### Task description
Copy out exactly the lines from the line containing "Could you point out the person holding" to the end of the listing.

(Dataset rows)

========

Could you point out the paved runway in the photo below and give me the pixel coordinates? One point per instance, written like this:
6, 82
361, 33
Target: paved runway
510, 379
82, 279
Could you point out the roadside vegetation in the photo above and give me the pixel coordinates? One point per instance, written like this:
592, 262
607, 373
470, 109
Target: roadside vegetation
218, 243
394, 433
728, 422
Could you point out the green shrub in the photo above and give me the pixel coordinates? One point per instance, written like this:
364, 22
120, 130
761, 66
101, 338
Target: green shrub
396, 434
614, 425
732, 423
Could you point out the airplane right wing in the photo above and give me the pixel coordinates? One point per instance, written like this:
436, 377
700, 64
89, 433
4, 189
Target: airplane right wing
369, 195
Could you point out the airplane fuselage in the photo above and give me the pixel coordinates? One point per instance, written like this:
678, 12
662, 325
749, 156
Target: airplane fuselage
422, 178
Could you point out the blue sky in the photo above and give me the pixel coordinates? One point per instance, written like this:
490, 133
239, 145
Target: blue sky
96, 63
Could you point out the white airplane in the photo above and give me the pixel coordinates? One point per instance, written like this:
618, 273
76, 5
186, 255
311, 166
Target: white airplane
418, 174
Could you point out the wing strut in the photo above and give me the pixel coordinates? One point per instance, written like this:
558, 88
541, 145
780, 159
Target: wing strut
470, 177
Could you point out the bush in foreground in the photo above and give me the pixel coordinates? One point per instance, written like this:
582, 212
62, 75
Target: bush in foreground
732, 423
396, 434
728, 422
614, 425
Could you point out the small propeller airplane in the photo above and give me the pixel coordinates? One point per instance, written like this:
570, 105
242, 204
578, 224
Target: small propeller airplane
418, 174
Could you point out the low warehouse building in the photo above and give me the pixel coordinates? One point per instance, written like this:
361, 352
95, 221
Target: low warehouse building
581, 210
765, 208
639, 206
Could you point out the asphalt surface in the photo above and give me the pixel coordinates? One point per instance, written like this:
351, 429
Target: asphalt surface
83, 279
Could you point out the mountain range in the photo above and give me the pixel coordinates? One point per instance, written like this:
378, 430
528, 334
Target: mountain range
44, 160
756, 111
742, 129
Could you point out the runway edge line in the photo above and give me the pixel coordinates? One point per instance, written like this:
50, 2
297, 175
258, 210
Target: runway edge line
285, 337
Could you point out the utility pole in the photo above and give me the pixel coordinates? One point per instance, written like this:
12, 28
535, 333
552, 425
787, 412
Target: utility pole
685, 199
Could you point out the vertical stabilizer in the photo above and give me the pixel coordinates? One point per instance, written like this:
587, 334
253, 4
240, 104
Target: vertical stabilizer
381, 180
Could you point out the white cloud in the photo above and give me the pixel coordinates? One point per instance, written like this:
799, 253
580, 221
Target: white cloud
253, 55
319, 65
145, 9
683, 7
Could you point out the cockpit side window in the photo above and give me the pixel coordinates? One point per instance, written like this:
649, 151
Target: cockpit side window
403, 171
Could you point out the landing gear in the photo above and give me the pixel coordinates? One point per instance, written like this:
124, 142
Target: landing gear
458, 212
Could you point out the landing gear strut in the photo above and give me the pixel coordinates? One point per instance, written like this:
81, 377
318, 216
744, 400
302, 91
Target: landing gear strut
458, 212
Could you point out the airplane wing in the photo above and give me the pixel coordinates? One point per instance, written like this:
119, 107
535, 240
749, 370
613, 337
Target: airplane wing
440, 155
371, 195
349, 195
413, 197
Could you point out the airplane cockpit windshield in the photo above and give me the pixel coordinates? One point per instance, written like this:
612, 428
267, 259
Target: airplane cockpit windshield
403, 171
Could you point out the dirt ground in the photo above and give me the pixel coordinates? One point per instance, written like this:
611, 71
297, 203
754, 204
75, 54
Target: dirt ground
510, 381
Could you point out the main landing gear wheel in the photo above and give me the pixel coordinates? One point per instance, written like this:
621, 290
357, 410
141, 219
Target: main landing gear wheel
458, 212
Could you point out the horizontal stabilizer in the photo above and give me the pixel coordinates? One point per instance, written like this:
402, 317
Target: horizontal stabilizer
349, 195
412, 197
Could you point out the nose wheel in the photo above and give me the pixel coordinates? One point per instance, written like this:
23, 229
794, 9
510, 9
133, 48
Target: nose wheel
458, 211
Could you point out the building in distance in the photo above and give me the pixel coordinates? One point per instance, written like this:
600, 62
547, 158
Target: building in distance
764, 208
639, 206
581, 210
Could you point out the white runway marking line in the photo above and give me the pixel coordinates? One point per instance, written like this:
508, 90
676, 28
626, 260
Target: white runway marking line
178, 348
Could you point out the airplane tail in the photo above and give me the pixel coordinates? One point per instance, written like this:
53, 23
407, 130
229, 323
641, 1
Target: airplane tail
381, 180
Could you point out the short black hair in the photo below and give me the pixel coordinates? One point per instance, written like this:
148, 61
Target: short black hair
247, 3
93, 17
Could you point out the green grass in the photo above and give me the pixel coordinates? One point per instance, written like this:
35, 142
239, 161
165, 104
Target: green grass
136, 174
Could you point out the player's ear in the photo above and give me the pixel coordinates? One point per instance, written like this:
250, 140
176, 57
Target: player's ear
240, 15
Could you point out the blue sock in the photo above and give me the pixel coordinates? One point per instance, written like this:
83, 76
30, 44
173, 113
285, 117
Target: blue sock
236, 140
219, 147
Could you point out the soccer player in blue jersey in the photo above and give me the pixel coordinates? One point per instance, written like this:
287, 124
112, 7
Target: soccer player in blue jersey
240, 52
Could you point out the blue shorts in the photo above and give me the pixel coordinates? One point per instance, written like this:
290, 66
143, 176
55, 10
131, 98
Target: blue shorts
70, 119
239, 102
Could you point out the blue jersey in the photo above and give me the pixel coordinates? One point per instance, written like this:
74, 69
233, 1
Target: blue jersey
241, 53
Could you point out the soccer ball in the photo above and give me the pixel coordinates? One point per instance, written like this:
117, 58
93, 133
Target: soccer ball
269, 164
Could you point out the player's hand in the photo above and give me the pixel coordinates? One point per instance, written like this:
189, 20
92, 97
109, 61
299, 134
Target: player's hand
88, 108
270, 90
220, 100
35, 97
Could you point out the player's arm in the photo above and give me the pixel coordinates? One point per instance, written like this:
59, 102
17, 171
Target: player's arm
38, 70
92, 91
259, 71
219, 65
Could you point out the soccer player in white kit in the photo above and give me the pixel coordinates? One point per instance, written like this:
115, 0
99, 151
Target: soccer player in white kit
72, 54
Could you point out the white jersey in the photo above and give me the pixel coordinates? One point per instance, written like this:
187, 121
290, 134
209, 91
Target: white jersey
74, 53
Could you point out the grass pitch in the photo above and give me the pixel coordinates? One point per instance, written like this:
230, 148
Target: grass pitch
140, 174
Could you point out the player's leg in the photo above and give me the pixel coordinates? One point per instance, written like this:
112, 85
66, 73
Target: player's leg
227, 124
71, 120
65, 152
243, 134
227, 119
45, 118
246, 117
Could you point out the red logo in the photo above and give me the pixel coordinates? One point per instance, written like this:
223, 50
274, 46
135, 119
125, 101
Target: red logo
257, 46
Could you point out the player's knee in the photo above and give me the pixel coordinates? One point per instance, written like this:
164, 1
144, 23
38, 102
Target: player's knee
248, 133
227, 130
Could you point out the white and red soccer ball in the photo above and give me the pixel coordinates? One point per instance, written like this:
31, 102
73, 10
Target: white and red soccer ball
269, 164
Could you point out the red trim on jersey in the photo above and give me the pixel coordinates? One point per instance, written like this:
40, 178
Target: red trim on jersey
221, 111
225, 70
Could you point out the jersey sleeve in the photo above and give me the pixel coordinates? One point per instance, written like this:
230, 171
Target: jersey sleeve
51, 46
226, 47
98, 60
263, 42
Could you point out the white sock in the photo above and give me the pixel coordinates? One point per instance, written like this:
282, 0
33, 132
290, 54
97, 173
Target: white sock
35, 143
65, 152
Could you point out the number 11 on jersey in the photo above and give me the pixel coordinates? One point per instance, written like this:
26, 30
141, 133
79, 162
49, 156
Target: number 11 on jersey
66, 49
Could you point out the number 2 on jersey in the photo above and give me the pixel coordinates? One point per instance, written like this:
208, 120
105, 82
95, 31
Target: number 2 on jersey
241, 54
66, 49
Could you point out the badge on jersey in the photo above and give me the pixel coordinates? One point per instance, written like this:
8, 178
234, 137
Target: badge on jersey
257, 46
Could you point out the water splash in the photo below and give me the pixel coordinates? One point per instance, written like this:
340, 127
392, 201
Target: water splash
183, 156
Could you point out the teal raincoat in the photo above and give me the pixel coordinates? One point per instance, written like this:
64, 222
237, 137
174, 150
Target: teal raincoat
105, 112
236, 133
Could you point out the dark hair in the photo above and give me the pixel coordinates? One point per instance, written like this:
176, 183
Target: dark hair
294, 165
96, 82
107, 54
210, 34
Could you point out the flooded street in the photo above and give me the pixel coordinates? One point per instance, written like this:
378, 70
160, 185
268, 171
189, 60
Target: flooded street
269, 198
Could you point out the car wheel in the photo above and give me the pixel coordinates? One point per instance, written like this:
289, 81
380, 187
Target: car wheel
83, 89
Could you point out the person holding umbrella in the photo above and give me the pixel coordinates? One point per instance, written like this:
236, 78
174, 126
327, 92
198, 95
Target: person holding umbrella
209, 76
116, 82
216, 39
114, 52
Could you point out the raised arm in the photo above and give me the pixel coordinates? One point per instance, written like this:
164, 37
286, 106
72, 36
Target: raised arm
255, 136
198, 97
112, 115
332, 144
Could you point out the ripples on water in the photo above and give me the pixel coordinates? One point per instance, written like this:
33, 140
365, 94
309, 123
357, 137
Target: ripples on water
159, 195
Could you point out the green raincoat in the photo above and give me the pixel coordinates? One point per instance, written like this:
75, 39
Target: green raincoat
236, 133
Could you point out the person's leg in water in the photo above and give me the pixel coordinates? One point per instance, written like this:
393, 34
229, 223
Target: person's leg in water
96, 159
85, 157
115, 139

========

### Correct output
Could you point out the person holding umbrella in the photo above and give me the pixel coordinates? One point per instance, written like this:
236, 78
174, 126
327, 92
198, 95
Target: person holding umbrella
209, 76
116, 82
216, 39
114, 52
Could you point out the raised arm in the photo above and give me the pixel coordinates? One point per instance, written like this:
164, 37
286, 106
72, 36
Target: raised arm
255, 136
198, 97
112, 115
332, 144
Could you point out the ripples on water in the photo above and give me the pixel coordinates? One point per instance, written like this:
33, 140
365, 94
309, 123
357, 137
Target: ripples on water
159, 195
Could you point out the green raincoat in the photo above and give me the pixel coordinates? One point per instance, written like this:
75, 39
Target: green raincoat
236, 133
Could you point out the person's leg in water in the photo above and give me the pixel coordinates? One point per instance, written like this:
393, 34
229, 223
Target: person's leg in water
96, 159
85, 157
115, 139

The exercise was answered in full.